Waiting for daddy to get home.
"Heartbreak is life educating us."
(George Bernard Shaw)
|
I miss my old man. So much that some days I cannot stand the fact that he is really gone, simply cannot accept it. Which seems ridiculous, I realize, as we all know dogs do not live as long as they should. We all know someday they will leave us, always prematurely. My little pack, my immediate four-legged family, so much a part of my life, so integral, so necessary. A part of me still expects to see him when I get home each day. Sleeping in his bed, greeting me at the door, jumping up and down for treats. 17 years is a very long time and an old dog by any standards. Still, it's not long enough, it's never long enough. My friend pointed out that it's the same amount of time as someone who's kid just graduated from High School. No wonder it doesn't seem real. A tiny black dog seems an insignificant thing in the whole scheme of things. The world is such a noisy, crazy, chaotic place so much of the time. Wars are fought, the stock market crashes and rebounds, the weather gets cold or unbearably hot. The seasons change, holidays come and go, commitments, vacations, regular work days. There are much bigger things to think about in the course of a day.
I have often lost my way in the world, stumbled, wondered what would become of this choice or that, pondered big life decisions and stressed over little ones. The big things, like jobs and illness, money or trying to find your place, where you really belong, are a constant worry. I think it's exactly why he was so important. He brought only joy. Brought the focus back to what was important, made me relax, laugh and tell stories about him to anyone who would listen. Nothing complicated, nothing conflicted, only joy. He was a true mama's boy. Wherever I went, there he was. When I studied for law school, he slept under my desk until it was time for bed. If I was home sick and he curled up next to me for the whole day, cheering me up, making me feel peaceful even while being ill. Gentle, sweet boy. I would curl my fingers in his soft fur and sleep, feeling quite content. I watched my Kings finally win the final game of Stanley Cup and he sat next to me on the couch while I cheered. A constant, comforting presence, pure and simple love. No matter what the direction my life takes, the upheaval, the disappointments, the uncertainties, I always steer my way back to what matters. My human family. My husband. My dogs. Is it any wonder I miss him so.

### REQUESTS
1) In the essay about missing an old dog, what did the dog do while the writer studied for law school?
2) Pick up the essay about missing an old dog after its final sentence and write on from there.

### EXTRACTED DATA

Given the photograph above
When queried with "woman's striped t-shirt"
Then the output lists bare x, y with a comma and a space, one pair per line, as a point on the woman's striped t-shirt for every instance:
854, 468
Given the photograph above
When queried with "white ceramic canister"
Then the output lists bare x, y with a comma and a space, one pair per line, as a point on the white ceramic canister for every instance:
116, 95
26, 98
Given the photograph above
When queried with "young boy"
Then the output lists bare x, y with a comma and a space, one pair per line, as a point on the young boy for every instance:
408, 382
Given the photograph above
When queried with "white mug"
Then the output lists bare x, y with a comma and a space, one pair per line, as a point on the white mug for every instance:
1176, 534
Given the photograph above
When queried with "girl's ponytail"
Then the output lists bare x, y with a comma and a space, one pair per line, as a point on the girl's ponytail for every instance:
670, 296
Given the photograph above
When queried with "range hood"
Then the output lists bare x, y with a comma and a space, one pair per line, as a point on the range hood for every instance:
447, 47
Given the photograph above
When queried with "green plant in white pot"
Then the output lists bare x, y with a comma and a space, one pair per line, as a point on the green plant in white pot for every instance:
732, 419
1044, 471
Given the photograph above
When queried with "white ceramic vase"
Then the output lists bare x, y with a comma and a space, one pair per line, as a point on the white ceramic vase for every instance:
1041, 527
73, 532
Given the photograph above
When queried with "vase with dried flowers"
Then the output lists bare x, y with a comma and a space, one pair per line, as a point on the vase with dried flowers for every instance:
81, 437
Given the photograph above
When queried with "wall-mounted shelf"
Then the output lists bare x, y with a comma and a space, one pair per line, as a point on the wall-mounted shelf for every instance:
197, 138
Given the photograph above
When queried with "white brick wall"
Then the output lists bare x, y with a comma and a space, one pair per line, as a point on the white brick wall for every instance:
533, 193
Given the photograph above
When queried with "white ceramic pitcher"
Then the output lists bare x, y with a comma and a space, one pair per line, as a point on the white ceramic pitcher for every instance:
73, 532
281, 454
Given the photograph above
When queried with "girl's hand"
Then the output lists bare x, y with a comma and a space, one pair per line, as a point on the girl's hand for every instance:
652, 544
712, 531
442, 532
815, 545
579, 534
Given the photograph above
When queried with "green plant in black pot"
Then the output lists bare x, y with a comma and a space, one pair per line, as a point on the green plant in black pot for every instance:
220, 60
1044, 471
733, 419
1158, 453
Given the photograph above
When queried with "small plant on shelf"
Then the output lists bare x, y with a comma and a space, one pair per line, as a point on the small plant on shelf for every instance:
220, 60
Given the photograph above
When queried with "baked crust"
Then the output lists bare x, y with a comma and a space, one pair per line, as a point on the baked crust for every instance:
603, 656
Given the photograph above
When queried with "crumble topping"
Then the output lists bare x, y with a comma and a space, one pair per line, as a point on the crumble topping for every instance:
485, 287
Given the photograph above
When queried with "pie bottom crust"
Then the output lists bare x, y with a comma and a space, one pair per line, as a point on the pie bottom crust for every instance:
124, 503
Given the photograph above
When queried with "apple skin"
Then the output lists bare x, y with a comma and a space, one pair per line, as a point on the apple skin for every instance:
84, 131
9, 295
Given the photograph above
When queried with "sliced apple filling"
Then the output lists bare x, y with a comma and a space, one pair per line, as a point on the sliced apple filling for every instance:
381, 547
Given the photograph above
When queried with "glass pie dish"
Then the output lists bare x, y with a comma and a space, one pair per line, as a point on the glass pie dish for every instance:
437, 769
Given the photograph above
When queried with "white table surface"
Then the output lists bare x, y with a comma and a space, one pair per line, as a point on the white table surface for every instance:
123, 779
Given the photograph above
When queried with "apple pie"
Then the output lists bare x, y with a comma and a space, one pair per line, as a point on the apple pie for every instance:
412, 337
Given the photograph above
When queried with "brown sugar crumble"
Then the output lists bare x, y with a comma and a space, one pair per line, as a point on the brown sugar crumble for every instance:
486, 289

### ANSWERS
1) He slept under the writer's desk until it was time for bed.

2)
Dogs are my comfort. They are also my happiness, my worry, sometimes my most important consideration. My dogs are not my "children", nor are they a substitute for children, as many people seem to think about those of us who do not have children, but love our dogs. As if, somehow, we are odd for doing both. They are, on their own, an important life, a family member, a dedicated friend. Why is it that it is often harder to lose a dog then it might be an actual person? Is it because they love us unconditionally? Maybe because we live our lives intricately intertwined with them, we sleep with them, feed them everyday, take care of them when they don't feel well. They love us without agenda, even when we screw up or lose our patience with them. Or maybe it's because we are responsible for their well-being and ultimately, sometimes for the very end of their lives, which always feels like such a betrayal. Why do we mourn them so? I was so heartbroken the first few nights that I cried until I couldn't breathe, the pain was so acute. One of those moments everyone has in their lives when the pain fine-tunes your senses, you feel raw and exposed and even the breeze on your face brings more pain.
I don't buy into the argument that "people are more important". Never have. What does that mean exactly? More important than what? We are also animals, after all, human primates. I contend that love is love, period, we are always better for it, no matter what form it comes in. Dogs are so unselfish, they are relentlessly devoted, forgiving to a fault. There is much in our relationship with dogs that simply is magical, no other explanation will suffice. Those who love dogs in this manner know exactly what I'm talking about, words cannot and will not explain it. Those who do not will never understand what I'm talking about and in the end, matters not to me a whit. I mourn him, I miss him, I wish he would come back, that I could see him again, that is the truth of my feelings at the moment. I have compassion for myself occasionally, in my brief moments of peace and acceptance. One cannot love deeply without feeling the other end of the spectrum, terrible grief is the price we pay when they leave us.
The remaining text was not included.